▶ **Stored data entries**
>>

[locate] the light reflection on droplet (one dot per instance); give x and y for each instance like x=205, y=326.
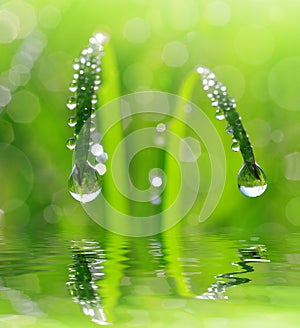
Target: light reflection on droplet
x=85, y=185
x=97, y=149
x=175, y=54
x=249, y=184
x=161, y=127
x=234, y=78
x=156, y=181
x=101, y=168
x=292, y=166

<<

▶ **What you should do**
What is needed is every line of the data above, set down exactly but with the images left out.

▶ **Answer space**
[locate] the light reflection on droplet (one dot per instance); give x and y for each instance like x=205, y=326.
Target: light reflection on droplet
x=85, y=185
x=97, y=149
x=175, y=54
x=249, y=184
x=161, y=127
x=234, y=78
x=156, y=181
x=101, y=168
x=292, y=166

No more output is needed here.